:: Required work ::
Copy word for word the passage of the fireworks essay below that opens with "The thing I" and closes with "East. Hahahahaha. No.".

The thing I was planning to write today got erased from my brain.

Because of the explosions.

I honestly thought I was mostly over all the post-traumatic stress crap that accumulated in my mind/body from a decade living in the Middle East. Hahahahaha. No.

This is my brain on stress, fear and terror.

I mean, not this. I’m fine now.

It was the Fourth of July.

Of course I knew it was coming. I even practiced reminding myself that these are just fireworks. It’s just kids. It’s just noise.

During the day my brother and I walked through the city and watch teenage boys setting off little mini firecrackers. I didn’t jump. I didn’t cry. It was going to be okay.

At night we went to sit outside with our neighbors to watch the neighborhood display. It was a little chaotic, but I was fine.

Some of the smaller kids were crying, and I remember saying semi-jokingly that we needed a designated hugger.

It was fine. But then there was a shrieking whistle and an explosion right above me.

And I was running panicked to the house.

That wasn’t the scary part.

Sure, I was terrified. And crying. And bewildered.

But the scary part was what happened to my brain. Because it went straight into this-is-a-terrorist-attack mode so smoothly and seamlessly that it was as if no time had elapsed since the last one.

In the first moments I had no thoughts at all other than my feet on the pavement and getting into the house.

Once the door was closed behind me, trauma-mode brain went into “here’s what happens next” overdrive.

:: Entries shown ::

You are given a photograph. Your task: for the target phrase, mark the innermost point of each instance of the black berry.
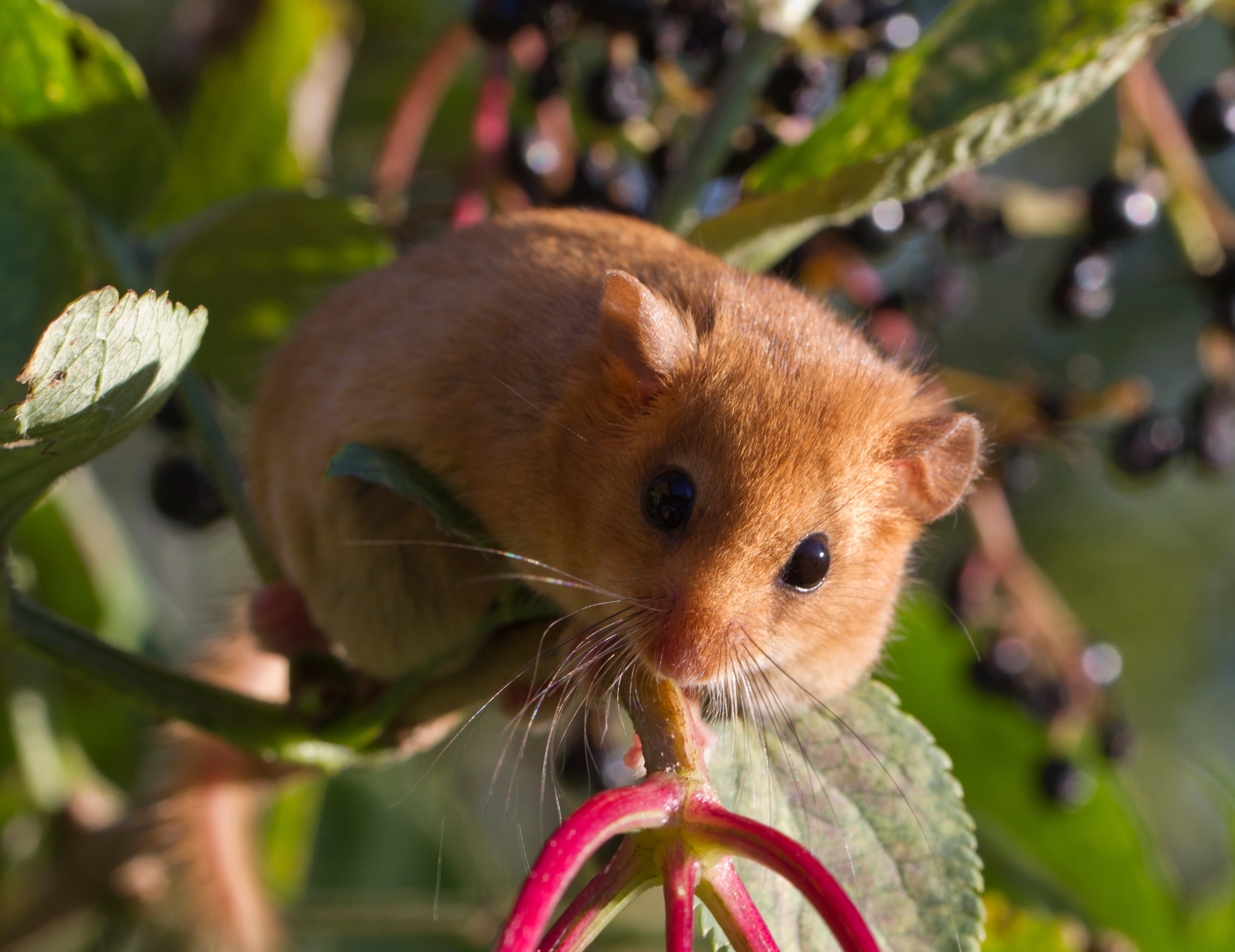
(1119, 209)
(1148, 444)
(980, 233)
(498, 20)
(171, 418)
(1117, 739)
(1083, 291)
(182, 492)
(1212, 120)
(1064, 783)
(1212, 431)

:: The solution ::
The thing I was planning to write today got erased from my brain.

Because of the explosions.

I honestly thought I was mostly over all the post-traumatic stress crap that accumulated in my mind/body from a decade living in the Middle East. Hahahahaha. No.